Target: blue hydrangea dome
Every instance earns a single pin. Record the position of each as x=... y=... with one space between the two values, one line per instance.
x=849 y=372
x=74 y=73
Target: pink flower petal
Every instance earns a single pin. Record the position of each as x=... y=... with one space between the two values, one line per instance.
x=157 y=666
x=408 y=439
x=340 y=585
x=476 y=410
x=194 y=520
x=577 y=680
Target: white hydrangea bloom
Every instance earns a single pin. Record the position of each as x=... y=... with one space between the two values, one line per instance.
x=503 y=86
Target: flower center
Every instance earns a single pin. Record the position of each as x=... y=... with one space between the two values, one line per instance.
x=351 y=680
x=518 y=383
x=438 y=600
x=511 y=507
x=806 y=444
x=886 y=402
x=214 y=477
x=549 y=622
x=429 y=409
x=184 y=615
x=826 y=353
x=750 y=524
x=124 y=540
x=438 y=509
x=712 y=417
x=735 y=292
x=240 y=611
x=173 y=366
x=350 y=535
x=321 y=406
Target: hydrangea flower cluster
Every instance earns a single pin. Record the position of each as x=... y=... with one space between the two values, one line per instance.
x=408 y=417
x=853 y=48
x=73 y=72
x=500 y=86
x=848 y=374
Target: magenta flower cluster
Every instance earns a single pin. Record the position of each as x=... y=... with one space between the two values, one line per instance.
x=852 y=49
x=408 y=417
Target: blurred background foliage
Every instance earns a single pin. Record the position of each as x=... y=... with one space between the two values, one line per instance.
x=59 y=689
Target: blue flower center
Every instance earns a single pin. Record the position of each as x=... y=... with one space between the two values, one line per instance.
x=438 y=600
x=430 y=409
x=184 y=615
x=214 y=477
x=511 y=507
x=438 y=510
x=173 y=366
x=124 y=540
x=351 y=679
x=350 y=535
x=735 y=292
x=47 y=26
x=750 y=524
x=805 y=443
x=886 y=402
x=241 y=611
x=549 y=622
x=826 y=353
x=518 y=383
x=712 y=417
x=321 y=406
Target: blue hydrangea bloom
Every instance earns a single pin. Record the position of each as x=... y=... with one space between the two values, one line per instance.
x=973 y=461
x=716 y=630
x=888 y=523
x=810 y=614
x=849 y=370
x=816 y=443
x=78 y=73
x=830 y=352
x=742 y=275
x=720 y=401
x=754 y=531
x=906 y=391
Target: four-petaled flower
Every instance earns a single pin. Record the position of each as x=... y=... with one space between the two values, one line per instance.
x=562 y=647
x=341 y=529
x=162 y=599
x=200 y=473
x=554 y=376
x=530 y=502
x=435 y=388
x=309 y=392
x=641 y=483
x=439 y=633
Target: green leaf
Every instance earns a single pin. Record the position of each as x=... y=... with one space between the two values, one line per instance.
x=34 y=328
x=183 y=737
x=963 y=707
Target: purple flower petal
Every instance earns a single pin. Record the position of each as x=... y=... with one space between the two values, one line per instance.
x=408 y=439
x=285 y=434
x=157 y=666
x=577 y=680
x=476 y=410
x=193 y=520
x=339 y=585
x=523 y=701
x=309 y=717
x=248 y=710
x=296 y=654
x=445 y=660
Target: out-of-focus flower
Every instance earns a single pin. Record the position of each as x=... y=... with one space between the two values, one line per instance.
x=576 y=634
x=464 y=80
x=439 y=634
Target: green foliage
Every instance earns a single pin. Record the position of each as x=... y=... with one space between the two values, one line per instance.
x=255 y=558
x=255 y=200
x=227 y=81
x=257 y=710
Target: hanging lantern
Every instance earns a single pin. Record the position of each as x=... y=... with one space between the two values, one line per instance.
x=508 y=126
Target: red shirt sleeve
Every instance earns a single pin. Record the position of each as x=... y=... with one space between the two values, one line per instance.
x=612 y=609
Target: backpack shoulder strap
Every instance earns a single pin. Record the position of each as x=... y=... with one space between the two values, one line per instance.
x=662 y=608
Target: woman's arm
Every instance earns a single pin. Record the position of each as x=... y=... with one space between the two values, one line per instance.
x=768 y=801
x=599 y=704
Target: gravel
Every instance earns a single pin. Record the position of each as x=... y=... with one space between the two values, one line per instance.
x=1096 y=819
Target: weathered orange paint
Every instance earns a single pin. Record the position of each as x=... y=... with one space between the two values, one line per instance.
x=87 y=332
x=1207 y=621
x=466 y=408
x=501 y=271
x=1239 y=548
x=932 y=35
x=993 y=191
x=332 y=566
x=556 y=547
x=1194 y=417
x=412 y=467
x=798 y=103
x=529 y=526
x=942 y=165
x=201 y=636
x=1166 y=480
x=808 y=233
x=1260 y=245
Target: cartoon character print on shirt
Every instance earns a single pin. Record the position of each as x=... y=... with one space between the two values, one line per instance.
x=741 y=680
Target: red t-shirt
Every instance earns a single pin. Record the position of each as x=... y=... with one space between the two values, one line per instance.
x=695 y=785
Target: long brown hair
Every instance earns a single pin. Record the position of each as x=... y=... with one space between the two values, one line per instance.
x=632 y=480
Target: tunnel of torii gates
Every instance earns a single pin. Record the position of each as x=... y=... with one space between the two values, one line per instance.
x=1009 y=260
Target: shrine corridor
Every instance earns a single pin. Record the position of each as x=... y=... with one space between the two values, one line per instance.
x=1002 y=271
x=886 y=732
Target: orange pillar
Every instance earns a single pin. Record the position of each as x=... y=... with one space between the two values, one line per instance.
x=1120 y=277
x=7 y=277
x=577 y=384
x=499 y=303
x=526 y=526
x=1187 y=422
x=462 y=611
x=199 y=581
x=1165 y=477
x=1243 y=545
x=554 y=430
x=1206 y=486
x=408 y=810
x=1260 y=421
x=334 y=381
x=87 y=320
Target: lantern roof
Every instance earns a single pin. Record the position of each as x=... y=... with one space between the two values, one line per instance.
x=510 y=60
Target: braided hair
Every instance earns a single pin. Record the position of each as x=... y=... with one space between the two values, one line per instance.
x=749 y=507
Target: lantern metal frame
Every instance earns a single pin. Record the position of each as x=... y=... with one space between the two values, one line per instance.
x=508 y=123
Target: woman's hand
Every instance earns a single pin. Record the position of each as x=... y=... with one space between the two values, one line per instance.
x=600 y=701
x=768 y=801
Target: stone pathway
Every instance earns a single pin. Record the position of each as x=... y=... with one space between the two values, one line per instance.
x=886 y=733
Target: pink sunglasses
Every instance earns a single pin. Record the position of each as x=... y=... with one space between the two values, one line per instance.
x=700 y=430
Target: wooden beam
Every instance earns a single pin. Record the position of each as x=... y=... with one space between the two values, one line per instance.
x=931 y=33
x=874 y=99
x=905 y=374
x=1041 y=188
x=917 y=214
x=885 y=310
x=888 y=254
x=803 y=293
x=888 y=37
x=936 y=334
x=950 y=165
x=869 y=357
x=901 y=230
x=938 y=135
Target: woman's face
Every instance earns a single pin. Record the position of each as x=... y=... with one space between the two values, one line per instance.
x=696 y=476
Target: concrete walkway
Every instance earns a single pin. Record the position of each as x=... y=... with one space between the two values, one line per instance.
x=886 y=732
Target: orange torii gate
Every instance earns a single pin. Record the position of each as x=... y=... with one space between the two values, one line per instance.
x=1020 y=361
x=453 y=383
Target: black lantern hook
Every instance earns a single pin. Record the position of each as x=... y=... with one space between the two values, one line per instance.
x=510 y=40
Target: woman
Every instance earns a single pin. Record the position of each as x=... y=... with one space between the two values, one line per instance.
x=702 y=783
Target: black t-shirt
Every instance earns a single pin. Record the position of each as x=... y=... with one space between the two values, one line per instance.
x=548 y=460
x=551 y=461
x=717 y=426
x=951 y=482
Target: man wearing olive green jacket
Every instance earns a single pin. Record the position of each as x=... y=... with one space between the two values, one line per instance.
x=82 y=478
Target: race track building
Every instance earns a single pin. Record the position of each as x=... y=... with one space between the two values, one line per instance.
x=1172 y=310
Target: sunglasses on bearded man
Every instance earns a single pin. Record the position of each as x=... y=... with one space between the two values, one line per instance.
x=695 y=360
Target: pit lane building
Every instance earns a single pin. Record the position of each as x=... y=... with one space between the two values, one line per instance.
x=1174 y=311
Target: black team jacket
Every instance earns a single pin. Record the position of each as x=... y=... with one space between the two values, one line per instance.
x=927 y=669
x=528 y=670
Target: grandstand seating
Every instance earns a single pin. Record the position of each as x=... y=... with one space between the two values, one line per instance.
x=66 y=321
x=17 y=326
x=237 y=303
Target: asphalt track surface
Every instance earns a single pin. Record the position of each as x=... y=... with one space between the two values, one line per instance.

▸ EXERCISE AIM
Using the entries above, extract exactly the span from the line with "Target: tunnel of torii gates" to the line with "Target: orange pillar", both lines included; leave out everything else.

▸ WRITTEN ANSWER
Target: tunnel of torii gates
Every instance earns a single pin. Record the position of each as x=... y=... with one space between the two values, one line per instance.
x=1009 y=260
Target: shrine corridor
Every instance earns a single pin. Record the position of each as x=... y=... with one space between the two values, one line per instance.
x=1002 y=271
x=886 y=732
Target: orange pillar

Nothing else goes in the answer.